Directions: Decide whether each statement agrees with the passage on D.C. police and the Glock, answering yes or no and quoting the exact words from the passage that settle it. 1. In June, the District paid almost $800,000 over a 1994 case in which an officer accidentally shot his roommate. 2. D.C. police changed the Glock trigger in 1990 so that it took a harder pull to fire. 3. The Glock 17 used by D.C. police can fire 18 bullets in nine seconds.

Source extract:
::::::::::
In August, the District paid $375,000 to settle another case in which a D.C. officer accidentally shot and killed an unarmed driver at a traffic stop in 1994.

In June, the District paid almost $800,000 to settle a case from 1994, when a D.C. officer accidentally shot his roommate. The officer had not been to the firing range to train with his weapon in more than two years -- 20 months out of compliance with regulations.

"That's just poor on the department's part to allow that to happen, and poor on the individual's part," Chief Charles H. Ramsey, who took over the D.C. police in April, said in an interview. "No wonder they settled."

Ramsey's recent efforts to bolster lax training already have yielded significant improvements, police officials say. But as the recent legal settlements show, the bill for past shortcomings is still coming due.

The string of accidental shootings by D.C. officers came amid 10 years of warnings from firearms experts about the Glock's light trigger and propensity to fire an unintentional shot when handled incorrectly. Such a sensitive gun was designed for highly trained users.

Yet the department stinted on training for recruits and failed to keep veteran officers to a twice-yearly retraining schedule that experts consider the bare minimum for firearms competence. A Washington Post investigation found that 75 percent of all D.C. officers involved in shootings during 1996 failed to comply with the retraining regulation. One officer waited so long to come to the range that firearms instructors found a spider nest growing inside his Glock.

Several factors contributed to this neglect, including the reluctance of hard-pressed commanders to spare officers from street duty, lapses on the part of officers themselves, problems with lead contamination that shut down the shooting range in the early 1990s and poor management, according to interviews with officials and independent studies of the department.

D.C. police officials repeatedly studied the phenomenon of accidental discharges, invariably concluding that there was no fundamental problem with the Glock itself -- as long as users were properly trained. Officials chose not to modify the Glock trigger, as New York City police did in 1990, to require a more forceful tug to fire the gun. In 1994, D.C. police recorded more accidental discharges than the Chicago or Los Angeles forces, two far bigger departments, according to discharge records from the departments. Last year, the accident rate for D.C. police was 50 percent greater than that of New York police.

Former D.C. police chief Larry D. Soulsby told The Post recently that he had planned to have the department switch from the Glock to another pistol before his retirement last November. Safety, Soulsby said, was "absolutely" a major factor in his thinking. In the past, the police union had pressed for a change of service weapon, Soulsby and former union officials said.

Glock Inc., the Austrian company's U.S. subsidiary, did not respond to repeated phone calls or a letter sent to its headquarters in Smyrna, Ga. A lawyer who has represented the company defended the gun as a safe weapon, citing the pistol's enormous popularity with U.S. police agencies.

"Glock has a market share probably in excess of 50 percent of the law enforcement market out there in the United States," New York lawyer John Renzulli said.

'Glock Perfection'

The Glock semiautomatic is, by all accounts, a 21st-century gun. Made of steel and polymer plastic, the Glock 17 model carried by D.C. police is lightweight but powerful, able to deliver 18 bullets in nine seconds. It is sturdy, requires little maintenance and is very easy to shoot.
::::::::::
Records:
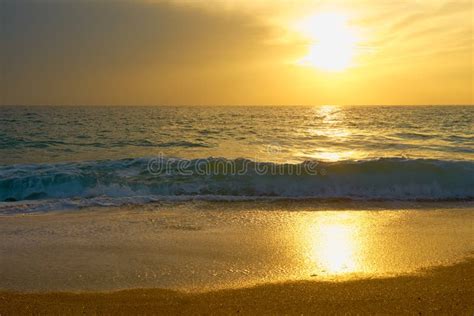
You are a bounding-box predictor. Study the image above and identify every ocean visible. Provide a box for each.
[0,106,474,214]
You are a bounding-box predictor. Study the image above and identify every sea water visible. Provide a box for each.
[0,105,474,213]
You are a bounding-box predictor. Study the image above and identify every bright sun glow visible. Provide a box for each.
[296,12,357,71]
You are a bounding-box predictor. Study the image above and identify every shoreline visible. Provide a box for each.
[0,258,474,315]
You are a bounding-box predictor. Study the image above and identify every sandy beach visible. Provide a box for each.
[0,201,474,315]
[0,260,474,315]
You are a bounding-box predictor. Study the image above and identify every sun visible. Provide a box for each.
[297,12,358,71]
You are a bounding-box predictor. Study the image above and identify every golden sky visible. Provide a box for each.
[0,0,474,105]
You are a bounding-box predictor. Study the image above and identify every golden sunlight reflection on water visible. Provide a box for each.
[299,213,370,276]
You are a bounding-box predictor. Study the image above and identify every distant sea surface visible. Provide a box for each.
[0,106,474,212]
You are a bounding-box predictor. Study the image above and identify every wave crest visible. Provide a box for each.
[0,158,474,202]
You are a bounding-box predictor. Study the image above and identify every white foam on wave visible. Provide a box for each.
[0,158,474,212]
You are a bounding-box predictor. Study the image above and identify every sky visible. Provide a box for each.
[0,0,474,105]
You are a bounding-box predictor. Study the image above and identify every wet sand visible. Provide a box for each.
[0,201,474,315]
[0,260,474,315]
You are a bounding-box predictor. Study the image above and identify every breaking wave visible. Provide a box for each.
[0,158,474,214]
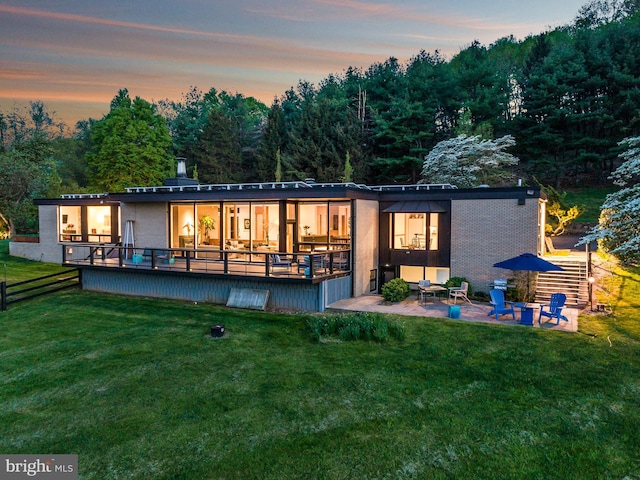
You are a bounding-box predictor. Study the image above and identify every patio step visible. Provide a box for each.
[536,257,589,307]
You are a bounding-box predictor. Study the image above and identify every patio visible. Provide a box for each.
[328,295,579,332]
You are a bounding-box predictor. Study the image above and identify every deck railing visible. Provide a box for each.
[62,242,351,279]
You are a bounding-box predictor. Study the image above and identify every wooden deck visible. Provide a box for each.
[63,243,350,279]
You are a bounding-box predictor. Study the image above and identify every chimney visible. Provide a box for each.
[164,157,200,187]
[177,157,187,178]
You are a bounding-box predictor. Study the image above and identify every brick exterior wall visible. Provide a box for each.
[120,202,169,248]
[351,200,380,297]
[9,205,62,263]
[451,198,541,292]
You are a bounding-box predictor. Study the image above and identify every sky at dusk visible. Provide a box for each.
[0,0,587,127]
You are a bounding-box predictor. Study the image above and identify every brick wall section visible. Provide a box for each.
[9,205,62,263]
[451,198,540,292]
[351,200,379,297]
[120,202,169,248]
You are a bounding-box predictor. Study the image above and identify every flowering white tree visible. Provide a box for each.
[580,137,640,263]
[422,135,519,187]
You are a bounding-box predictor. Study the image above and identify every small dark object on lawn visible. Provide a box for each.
[211,325,224,338]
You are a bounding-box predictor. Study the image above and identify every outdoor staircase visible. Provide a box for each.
[536,255,589,308]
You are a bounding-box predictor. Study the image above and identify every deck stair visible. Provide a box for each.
[536,255,589,307]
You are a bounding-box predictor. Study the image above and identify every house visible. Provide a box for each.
[10,171,546,311]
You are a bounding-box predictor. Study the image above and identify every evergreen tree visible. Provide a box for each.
[87,89,175,192]
[196,106,245,184]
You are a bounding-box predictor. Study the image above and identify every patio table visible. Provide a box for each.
[513,302,538,325]
[418,285,447,303]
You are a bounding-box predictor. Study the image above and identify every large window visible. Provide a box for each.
[298,202,351,250]
[392,213,439,250]
[251,203,280,251]
[87,206,112,242]
[60,206,82,242]
[171,203,196,248]
[58,205,120,243]
[195,203,220,250]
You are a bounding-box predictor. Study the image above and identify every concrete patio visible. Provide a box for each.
[328,294,579,332]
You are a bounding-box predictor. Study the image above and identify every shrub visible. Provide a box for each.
[306,312,406,342]
[382,278,411,302]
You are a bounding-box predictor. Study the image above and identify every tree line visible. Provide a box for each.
[0,0,640,236]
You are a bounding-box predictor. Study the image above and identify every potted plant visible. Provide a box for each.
[198,215,216,242]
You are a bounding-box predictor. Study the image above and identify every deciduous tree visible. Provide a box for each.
[422,135,518,187]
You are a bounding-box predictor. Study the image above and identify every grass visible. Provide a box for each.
[564,187,619,223]
[0,249,640,479]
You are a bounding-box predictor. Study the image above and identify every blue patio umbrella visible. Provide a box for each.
[493,253,564,298]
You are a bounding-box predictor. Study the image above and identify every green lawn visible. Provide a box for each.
[0,246,640,480]
[564,187,619,223]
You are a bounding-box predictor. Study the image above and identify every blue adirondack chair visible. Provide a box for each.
[538,293,569,325]
[488,289,516,321]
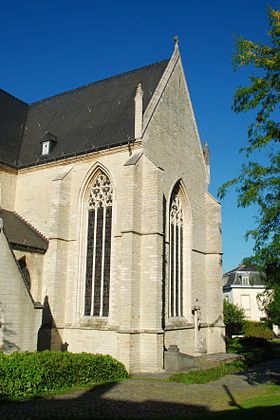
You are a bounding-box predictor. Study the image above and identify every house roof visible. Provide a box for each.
[0,60,169,167]
[223,264,265,288]
[0,209,48,253]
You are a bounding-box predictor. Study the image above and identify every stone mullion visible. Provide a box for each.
[99,207,106,316]
[90,209,97,316]
[169,223,174,316]
[177,225,182,316]
[180,226,184,316]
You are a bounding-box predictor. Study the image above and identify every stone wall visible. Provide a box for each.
[0,227,42,353]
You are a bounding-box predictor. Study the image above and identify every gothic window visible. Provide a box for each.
[84,172,113,316]
[169,188,184,317]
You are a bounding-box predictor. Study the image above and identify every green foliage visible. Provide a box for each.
[0,351,128,398]
[243,321,274,340]
[226,337,275,367]
[218,9,280,285]
[168,360,245,384]
[224,299,245,337]
[258,282,280,325]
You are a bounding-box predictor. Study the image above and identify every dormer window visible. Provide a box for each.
[41,131,57,156]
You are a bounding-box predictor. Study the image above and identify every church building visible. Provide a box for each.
[0,42,225,372]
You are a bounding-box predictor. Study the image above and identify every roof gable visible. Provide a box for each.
[0,60,168,167]
[0,89,28,166]
[0,209,48,253]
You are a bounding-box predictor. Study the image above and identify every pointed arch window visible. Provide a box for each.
[169,187,184,317]
[84,171,113,316]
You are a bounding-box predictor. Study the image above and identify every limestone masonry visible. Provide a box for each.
[0,44,224,372]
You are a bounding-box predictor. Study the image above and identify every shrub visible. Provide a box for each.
[224,299,245,337]
[243,321,274,340]
[0,351,128,398]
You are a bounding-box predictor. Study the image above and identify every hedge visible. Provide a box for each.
[243,321,274,340]
[0,350,128,398]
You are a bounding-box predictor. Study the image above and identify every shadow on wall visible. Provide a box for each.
[37,296,68,351]
[0,302,19,353]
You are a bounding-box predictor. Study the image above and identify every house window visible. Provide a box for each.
[241,295,251,311]
[242,276,250,286]
[169,188,184,317]
[84,172,113,316]
[18,257,31,289]
[42,141,50,155]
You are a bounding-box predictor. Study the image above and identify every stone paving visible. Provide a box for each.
[0,359,280,420]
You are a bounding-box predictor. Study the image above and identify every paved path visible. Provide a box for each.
[0,359,280,420]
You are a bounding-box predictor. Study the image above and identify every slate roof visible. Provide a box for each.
[0,209,48,253]
[0,89,28,165]
[0,60,169,167]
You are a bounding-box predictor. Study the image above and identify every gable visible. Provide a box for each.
[0,60,168,167]
[0,89,28,165]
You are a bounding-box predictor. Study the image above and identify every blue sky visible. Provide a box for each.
[0,0,279,271]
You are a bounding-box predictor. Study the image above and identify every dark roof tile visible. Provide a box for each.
[0,60,168,167]
[0,209,48,253]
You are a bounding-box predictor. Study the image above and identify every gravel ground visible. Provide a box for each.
[0,359,280,420]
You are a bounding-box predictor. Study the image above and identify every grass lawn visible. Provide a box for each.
[168,360,246,384]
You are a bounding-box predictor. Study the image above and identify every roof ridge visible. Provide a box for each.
[0,88,29,107]
[28,58,170,107]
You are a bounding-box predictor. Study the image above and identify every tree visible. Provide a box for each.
[224,299,245,337]
[257,284,280,325]
[218,8,280,287]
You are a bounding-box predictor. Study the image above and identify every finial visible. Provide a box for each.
[136,83,143,96]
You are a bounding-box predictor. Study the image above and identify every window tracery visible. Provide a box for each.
[169,188,184,317]
[84,171,113,316]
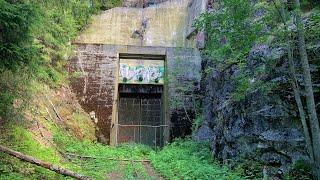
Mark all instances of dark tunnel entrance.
[117,84,168,147]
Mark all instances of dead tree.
[0,145,89,180]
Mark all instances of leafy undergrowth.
[0,126,245,179]
[149,140,243,180]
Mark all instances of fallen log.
[0,145,89,180]
[62,153,150,163]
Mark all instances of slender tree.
[295,0,320,179]
[273,0,314,164]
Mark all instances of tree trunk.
[295,0,320,179]
[273,0,314,164]
[0,145,89,180]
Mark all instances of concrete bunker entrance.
[113,54,169,148]
[117,84,168,147]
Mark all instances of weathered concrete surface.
[69,44,201,144]
[76,0,189,47]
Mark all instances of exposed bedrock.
[193,45,316,177]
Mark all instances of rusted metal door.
[117,93,166,147]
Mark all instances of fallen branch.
[0,145,89,180]
[46,96,63,121]
[63,153,150,162]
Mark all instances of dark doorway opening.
[117,84,168,147]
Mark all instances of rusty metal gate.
[117,90,167,147]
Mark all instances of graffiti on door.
[119,59,164,84]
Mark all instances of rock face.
[193,45,307,177]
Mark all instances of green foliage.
[0,0,120,120]
[195,0,269,64]
[236,157,263,179]
[0,68,30,120]
[0,124,60,180]
[150,140,242,179]
[54,132,152,179]
[285,161,313,180]
[0,0,38,72]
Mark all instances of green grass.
[0,121,245,180]
[149,140,241,180]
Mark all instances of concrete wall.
[76,0,189,47]
[69,44,201,144]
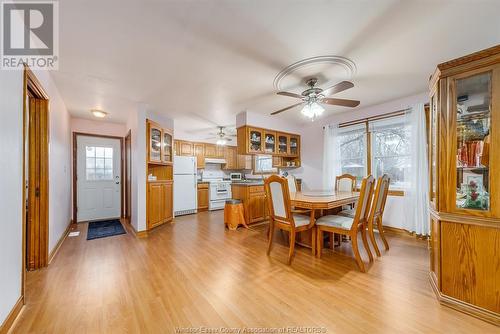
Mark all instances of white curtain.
[323,124,341,190]
[403,103,430,235]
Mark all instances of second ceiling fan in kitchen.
[271,78,359,120]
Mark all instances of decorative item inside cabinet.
[278,133,290,155]
[264,131,276,154]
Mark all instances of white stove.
[201,170,232,210]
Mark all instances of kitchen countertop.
[231,180,264,187]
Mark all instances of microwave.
[229,173,242,181]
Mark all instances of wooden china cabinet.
[429,46,500,325]
[146,120,174,230]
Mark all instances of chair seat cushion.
[316,215,353,230]
[293,215,310,227]
[337,209,355,218]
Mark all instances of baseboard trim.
[429,273,500,326]
[125,223,148,239]
[0,296,24,334]
[48,220,73,264]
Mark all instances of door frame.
[72,132,125,224]
[123,130,132,224]
[21,64,50,290]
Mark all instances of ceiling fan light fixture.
[90,109,108,118]
[302,102,325,121]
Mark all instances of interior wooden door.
[125,132,132,222]
[26,97,49,270]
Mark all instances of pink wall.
[71,118,127,137]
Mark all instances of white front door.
[77,136,121,222]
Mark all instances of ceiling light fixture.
[90,109,108,118]
[302,101,325,121]
[217,138,227,146]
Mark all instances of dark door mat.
[87,219,127,240]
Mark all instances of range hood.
[205,158,226,164]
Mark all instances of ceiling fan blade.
[271,102,303,115]
[276,92,304,99]
[321,81,354,96]
[320,97,359,108]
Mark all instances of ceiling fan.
[207,126,236,145]
[271,78,359,121]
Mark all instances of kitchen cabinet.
[162,129,174,163]
[146,120,174,230]
[193,143,205,168]
[237,125,301,168]
[236,154,252,169]
[264,130,276,154]
[273,155,281,167]
[224,146,238,169]
[231,184,269,224]
[215,145,224,159]
[428,46,500,324]
[288,135,300,157]
[278,133,290,155]
[205,144,217,158]
[198,183,208,212]
[146,120,166,164]
[179,141,194,157]
[147,181,173,230]
[237,126,264,154]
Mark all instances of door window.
[85,146,113,181]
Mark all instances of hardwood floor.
[9,211,499,334]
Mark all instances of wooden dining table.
[290,190,359,248]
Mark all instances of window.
[254,155,277,174]
[370,116,410,190]
[338,115,411,190]
[85,146,113,181]
[338,124,366,183]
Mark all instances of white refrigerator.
[174,156,198,216]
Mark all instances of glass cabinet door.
[264,132,276,154]
[278,134,288,154]
[453,72,491,211]
[248,129,263,152]
[290,137,299,156]
[162,132,172,162]
[429,92,438,209]
[149,127,162,161]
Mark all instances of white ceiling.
[52,0,500,132]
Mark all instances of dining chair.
[338,174,391,256]
[316,175,375,272]
[335,174,356,191]
[264,175,316,264]
[368,174,391,256]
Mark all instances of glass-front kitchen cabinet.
[146,120,173,164]
[428,46,500,323]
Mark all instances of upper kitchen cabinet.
[238,126,300,162]
[162,129,174,162]
[205,144,217,158]
[264,130,276,154]
[278,133,290,155]
[179,141,194,157]
[146,120,173,164]
[288,135,300,157]
[224,146,238,169]
[193,143,205,168]
[429,46,500,322]
[237,126,264,154]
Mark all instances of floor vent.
[174,209,198,217]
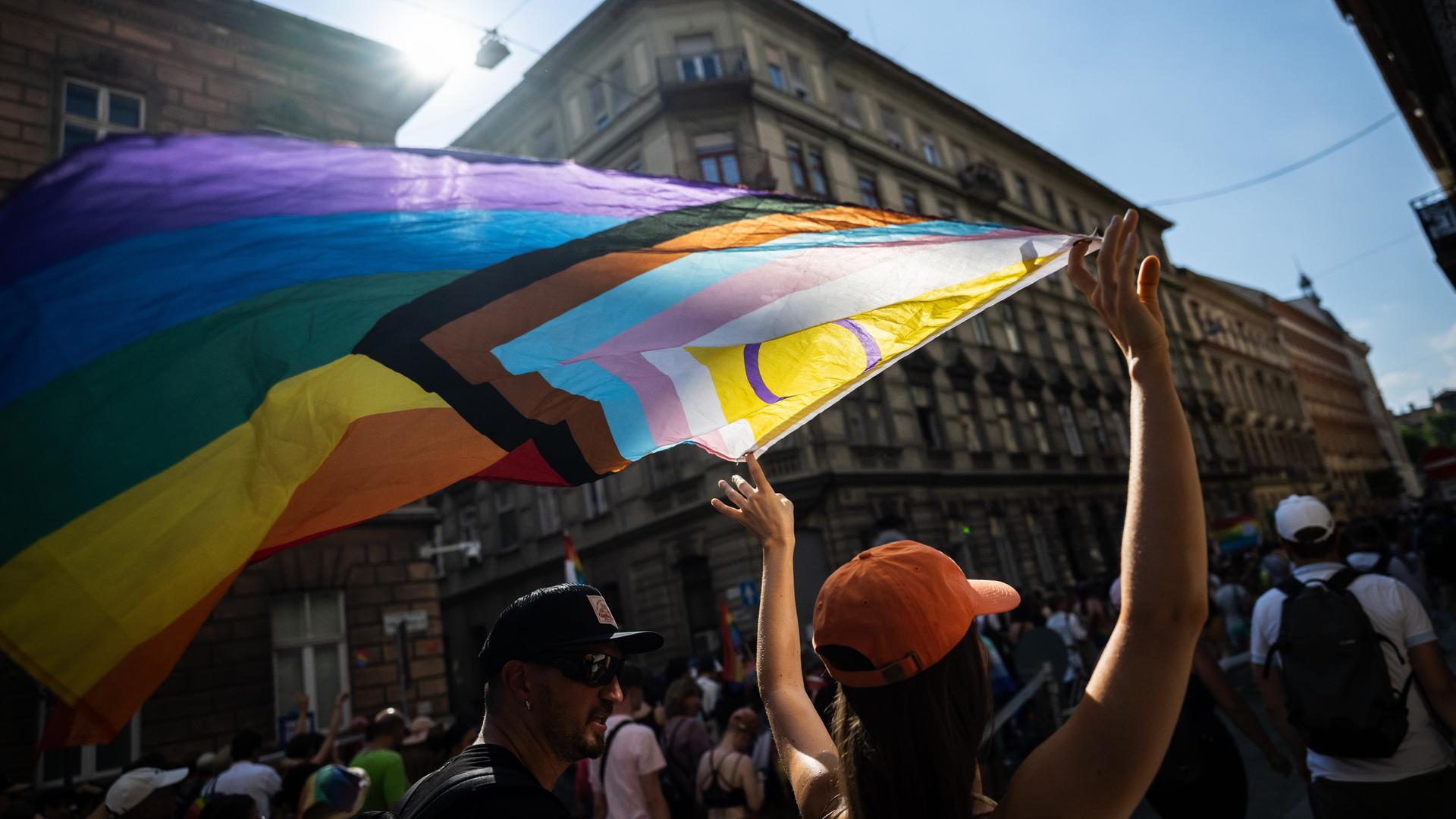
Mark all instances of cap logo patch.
[587,595,617,628]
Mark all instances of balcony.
[657,46,753,92]
[1410,191,1456,287]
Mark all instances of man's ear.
[500,661,533,702]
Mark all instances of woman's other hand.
[709,452,793,549]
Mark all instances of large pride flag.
[0,136,1094,743]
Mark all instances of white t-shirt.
[1345,552,1431,610]
[1249,563,1456,783]
[588,714,667,819]
[212,759,282,819]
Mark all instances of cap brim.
[157,768,188,789]
[967,580,1021,615]
[552,631,663,654]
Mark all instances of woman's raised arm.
[997,210,1209,817]
[711,455,839,819]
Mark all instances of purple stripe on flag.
[0,134,748,286]
[742,341,783,403]
[834,319,881,373]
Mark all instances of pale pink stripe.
[595,353,728,449]
[562,228,1046,364]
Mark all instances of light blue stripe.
[0,210,626,406]
[495,221,1000,373]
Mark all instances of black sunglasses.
[526,651,623,685]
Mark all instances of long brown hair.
[818,623,992,819]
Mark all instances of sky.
[266,0,1456,410]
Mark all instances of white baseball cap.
[106,768,187,816]
[1274,495,1335,544]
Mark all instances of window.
[1057,403,1087,457]
[607,60,632,114]
[783,140,828,196]
[698,137,742,185]
[494,485,521,552]
[581,479,611,520]
[1027,398,1051,455]
[810,147,828,196]
[783,140,810,191]
[1031,310,1057,355]
[986,514,1021,586]
[951,143,971,171]
[763,46,789,90]
[1002,303,1025,353]
[900,182,920,214]
[1024,512,1057,583]
[677,33,722,83]
[1083,406,1106,452]
[269,592,350,720]
[834,83,862,128]
[587,80,611,131]
[1062,319,1082,367]
[971,316,992,347]
[532,125,560,158]
[956,384,986,452]
[61,80,146,156]
[789,54,814,99]
[1012,174,1032,207]
[536,487,560,536]
[880,105,905,150]
[992,395,1021,453]
[910,378,945,449]
[859,171,883,207]
[1041,185,1062,221]
[920,122,940,168]
[845,379,891,446]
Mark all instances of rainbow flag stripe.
[0,134,1094,743]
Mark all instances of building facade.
[1269,293,1404,517]
[1187,272,1325,517]
[0,0,440,194]
[0,0,450,783]
[438,0,1249,707]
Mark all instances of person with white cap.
[712,210,1209,819]
[1249,486,1456,819]
[92,768,188,819]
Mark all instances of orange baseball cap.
[814,541,1021,688]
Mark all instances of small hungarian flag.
[560,532,587,585]
[718,599,742,682]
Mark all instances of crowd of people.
[14,212,1456,819]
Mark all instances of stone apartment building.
[438,0,1250,707]
[1268,288,1414,516]
[0,0,448,783]
[1187,271,1325,517]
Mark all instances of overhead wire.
[1147,111,1399,207]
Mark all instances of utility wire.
[1147,111,1398,207]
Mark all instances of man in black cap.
[399,585,663,819]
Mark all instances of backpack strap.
[1323,566,1361,592]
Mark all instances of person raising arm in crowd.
[712,210,1209,819]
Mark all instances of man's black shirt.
[396,745,571,819]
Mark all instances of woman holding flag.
[712,210,1209,819]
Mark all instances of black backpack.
[1264,568,1415,759]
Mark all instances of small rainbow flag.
[1210,514,1263,552]
[718,599,742,682]
[560,532,587,586]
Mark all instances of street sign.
[738,580,758,609]
[384,609,429,634]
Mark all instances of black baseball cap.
[481,583,663,679]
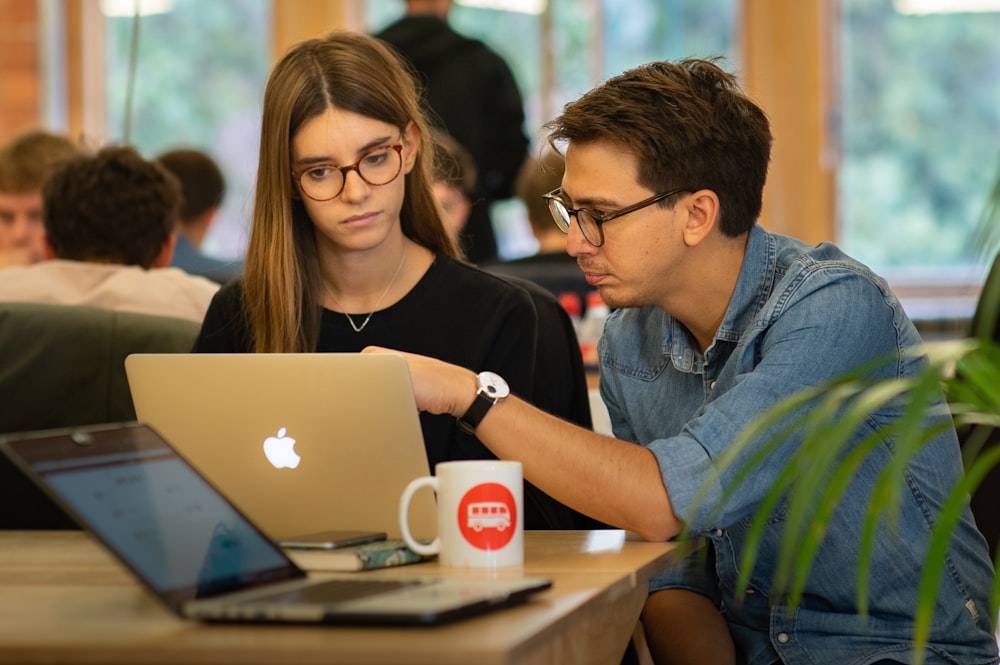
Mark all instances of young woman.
[195,32,576,528]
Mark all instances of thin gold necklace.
[323,248,406,332]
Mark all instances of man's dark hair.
[42,146,181,268]
[156,149,226,224]
[545,58,772,237]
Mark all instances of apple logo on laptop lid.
[264,427,302,469]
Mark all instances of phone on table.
[278,530,386,550]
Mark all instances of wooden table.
[0,530,674,665]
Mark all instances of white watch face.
[478,372,510,402]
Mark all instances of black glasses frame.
[542,187,694,247]
[292,143,403,201]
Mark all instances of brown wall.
[0,0,42,142]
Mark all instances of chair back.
[0,302,201,529]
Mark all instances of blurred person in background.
[0,129,78,268]
[375,0,529,263]
[0,146,219,322]
[156,148,243,284]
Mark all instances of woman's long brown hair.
[243,32,461,353]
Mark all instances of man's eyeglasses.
[543,187,694,247]
[292,144,403,201]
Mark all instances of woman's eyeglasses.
[292,144,403,201]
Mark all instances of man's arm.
[365,347,681,540]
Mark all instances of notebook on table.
[125,353,436,540]
[0,423,551,625]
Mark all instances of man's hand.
[361,346,476,418]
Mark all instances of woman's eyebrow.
[295,136,392,166]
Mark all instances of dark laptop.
[0,423,551,625]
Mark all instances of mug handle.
[399,476,441,556]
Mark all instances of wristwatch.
[458,372,510,434]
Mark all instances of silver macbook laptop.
[125,353,436,540]
[0,423,551,625]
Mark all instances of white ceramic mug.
[399,460,524,568]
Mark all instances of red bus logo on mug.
[457,483,520,551]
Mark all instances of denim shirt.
[599,226,997,665]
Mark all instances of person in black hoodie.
[375,0,529,263]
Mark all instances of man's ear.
[677,189,719,247]
[150,231,177,268]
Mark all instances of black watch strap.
[458,392,496,434]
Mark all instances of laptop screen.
[6,425,304,608]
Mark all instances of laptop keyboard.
[254,579,421,603]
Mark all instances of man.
[375,0,528,262]
[156,149,243,284]
[373,60,997,665]
[0,146,219,322]
[0,129,77,268]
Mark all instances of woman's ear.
::::::::::
The completed task:
1. Yes: "In June, the District paid almost $800,000 to settle a case from 1994, when a D.C. officer accidentally shot his roommate."
2. No: "Officials chose not to modify the Glock trigger, as New York City police did in 1990, to require a more forceful tug to fire the gun."
3. Yes: "the Glock 17 model carried by D.C. police is lightweight but powerful, able to deliver 18 bullets in nine seconds."